-------- DATASET RECORDS
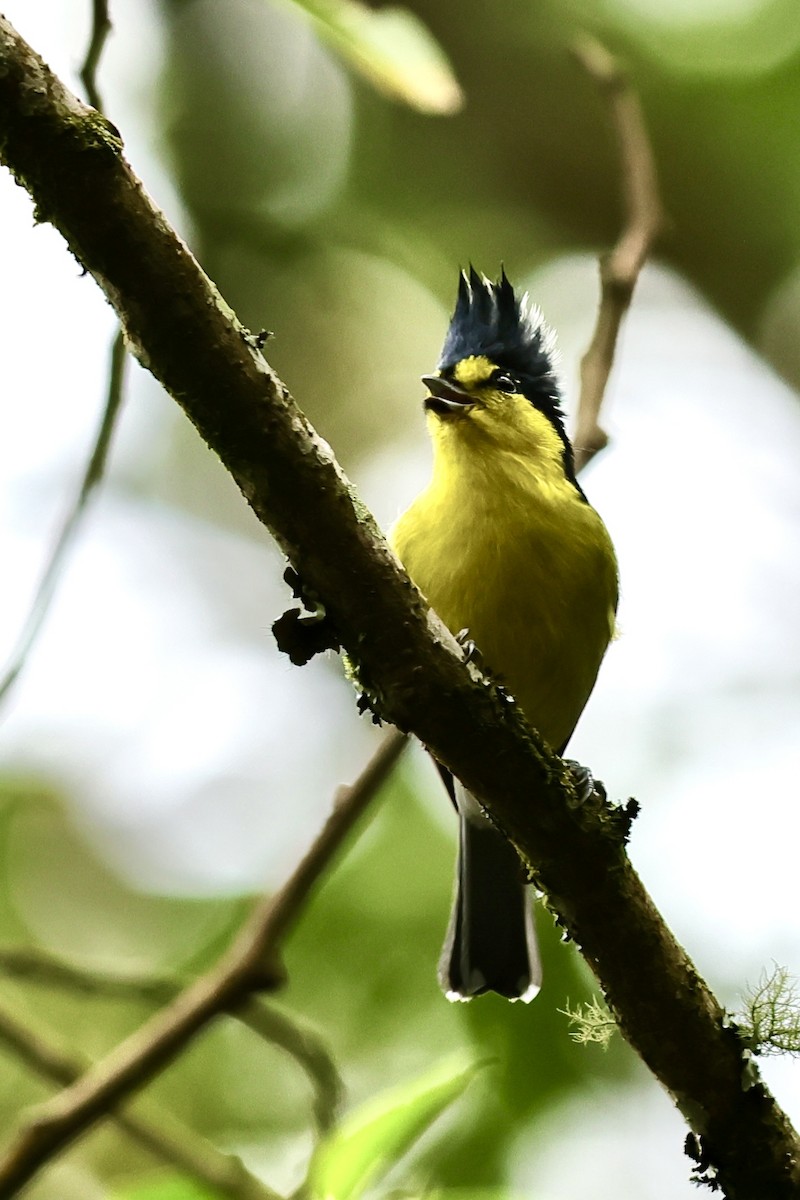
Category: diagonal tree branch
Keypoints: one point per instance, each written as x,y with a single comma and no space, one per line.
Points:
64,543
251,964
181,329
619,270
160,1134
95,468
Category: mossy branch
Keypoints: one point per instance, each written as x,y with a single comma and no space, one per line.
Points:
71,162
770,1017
----------------
-------- DATASET RECORDS
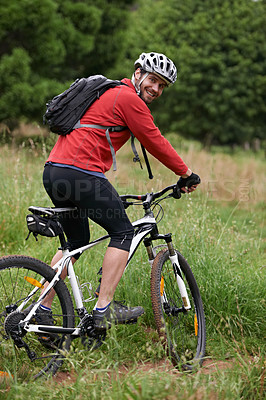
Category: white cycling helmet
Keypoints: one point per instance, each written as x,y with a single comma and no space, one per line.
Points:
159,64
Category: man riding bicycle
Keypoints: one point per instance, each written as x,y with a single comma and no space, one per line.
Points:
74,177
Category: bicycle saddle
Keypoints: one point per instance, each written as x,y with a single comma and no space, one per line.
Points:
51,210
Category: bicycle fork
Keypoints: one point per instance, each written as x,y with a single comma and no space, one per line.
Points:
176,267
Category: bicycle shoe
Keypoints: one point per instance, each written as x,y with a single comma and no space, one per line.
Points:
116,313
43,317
----------------
-------- DATASET RECORDS
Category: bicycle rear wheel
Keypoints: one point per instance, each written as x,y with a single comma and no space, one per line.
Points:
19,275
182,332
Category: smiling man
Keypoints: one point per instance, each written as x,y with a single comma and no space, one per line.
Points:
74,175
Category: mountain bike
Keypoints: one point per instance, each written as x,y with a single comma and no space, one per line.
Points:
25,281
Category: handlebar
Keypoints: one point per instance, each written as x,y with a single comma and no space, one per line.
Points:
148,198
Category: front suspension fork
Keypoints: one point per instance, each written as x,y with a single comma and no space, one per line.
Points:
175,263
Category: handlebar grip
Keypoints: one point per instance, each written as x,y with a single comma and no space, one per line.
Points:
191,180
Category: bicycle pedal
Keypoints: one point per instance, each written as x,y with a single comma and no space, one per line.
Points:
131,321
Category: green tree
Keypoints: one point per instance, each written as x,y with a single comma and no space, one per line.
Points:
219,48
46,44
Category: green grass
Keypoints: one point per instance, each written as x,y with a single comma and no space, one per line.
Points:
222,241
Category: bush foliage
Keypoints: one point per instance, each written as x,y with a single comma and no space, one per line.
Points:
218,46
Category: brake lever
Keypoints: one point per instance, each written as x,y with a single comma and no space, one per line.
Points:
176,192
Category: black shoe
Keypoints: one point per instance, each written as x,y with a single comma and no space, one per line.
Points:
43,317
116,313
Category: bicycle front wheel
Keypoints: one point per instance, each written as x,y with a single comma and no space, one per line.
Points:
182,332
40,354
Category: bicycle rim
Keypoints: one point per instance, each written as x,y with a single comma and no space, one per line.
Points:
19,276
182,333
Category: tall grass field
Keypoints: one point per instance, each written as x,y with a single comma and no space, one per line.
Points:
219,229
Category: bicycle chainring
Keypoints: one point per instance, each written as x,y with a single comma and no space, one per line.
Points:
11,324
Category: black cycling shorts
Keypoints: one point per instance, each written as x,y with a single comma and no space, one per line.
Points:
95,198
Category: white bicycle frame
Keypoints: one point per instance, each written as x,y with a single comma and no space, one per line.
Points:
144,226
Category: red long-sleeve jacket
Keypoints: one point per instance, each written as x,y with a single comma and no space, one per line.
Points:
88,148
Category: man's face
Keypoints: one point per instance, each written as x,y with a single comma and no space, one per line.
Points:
----------------
▸ TASK GOAL
Identify each line in the records above that contains the word "tree", and copy those lines.

▸ OUTPUT
Category: diagonal tree branch
Category: green tree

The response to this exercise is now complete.